(Data records)

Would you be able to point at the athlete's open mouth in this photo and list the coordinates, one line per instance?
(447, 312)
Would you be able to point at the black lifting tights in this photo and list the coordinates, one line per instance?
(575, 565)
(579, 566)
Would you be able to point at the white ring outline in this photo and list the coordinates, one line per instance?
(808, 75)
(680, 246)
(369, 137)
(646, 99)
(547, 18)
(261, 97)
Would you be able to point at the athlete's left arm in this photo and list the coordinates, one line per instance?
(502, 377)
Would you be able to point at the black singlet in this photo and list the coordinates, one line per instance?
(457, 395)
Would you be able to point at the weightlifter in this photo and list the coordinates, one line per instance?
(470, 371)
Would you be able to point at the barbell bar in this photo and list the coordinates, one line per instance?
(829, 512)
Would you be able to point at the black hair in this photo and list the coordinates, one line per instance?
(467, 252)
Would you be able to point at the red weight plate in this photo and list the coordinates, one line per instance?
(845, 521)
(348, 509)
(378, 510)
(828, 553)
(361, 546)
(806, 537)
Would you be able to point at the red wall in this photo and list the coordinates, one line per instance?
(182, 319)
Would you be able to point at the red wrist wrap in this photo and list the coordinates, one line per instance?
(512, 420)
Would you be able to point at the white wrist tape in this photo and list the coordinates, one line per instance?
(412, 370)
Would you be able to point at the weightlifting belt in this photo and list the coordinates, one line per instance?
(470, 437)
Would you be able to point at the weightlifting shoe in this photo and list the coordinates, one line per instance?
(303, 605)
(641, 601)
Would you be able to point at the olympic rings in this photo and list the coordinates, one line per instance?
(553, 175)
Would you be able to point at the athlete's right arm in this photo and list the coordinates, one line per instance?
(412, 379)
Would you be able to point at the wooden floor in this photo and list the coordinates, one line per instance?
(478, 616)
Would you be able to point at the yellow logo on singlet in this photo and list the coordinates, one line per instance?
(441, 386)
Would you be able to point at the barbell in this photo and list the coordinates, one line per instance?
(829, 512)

(Goal of the exercise)
The material is to be output in full, exactly as it stands.

(Exercise result)
Would you be able to point at the athlete's open mouth in this photo and list the coordinates, one line per instance?
(447, 312)
Would you be able to point at the black lifting tights in this photo and list the coordinates, one line per instance?
(575, 565)
(579, 566)
Would you be able to point at the white ring outline in this photo and list the coordinates, one line per instance?
(808, 75)
(680, 246)
(369, 137)
(646, 99)
(547, 18)
(261, 97)
Would you be able to point at the athlete's left arm in this photo and list the coordinates, one line per instance?
(502, 377)
Would you be able to point at the black singlet in this photo and list the coordinates, one line per instance?
(457, 395)
Would you be able to point at the weightlifter in this photo and list the coordinates, one line per instance?
(470, 371)
Would you be able to point at the barbell bar in this photo and list the coordinates, one line per instance?
(829, 512)
Would you be able to point at the black hair in this photo and list the coordinates, one line per instance?
(467, 252)
Would you be able to point at the red weight plate in this photo and list the coordinates, one line per instance?
(845, 521)
(348, 509)
(378, 510)
(828, 553)
(361, 546)
(806, 537)
Would you be able to point at the red wall in this photo and list the coordinates, one line per instance?
(182, 319)
Would you be able to point at the red wrist wrap in this photo and list the coordinates, one line per instance?
(512, 420)
Would you be able to point at the white wrist tape in this photo and list the coordinates, one line per instance?
(412, 370)
Would you be able to point at the weightlifting belt in this photo and list the coordinates, one line per instance?
(470, 437)
Would you be able to point at the weightlifting shoe in this photo and list the coordinates, one line per instance?
(303, 605)
(641, 601)
Would you be able to point at the olympic rings in this photo and list the coordinates, one line per instance?
(553, 175)
Would you be able to point at the athlete's right arm in this photo and list the coordinates, one line per instance?
(412, 379)
Would you be able to point at the wooden floor in this photo and list the coordinates, one line per instance?
(478, 616)
Would you be able to point at the yellow logo on singlet in this photo and list the coordinates, one line per instance?
(441, 386)
Would you be able to point at the barbell in this photo and list the coordinates, one line per instance?
(829, 512)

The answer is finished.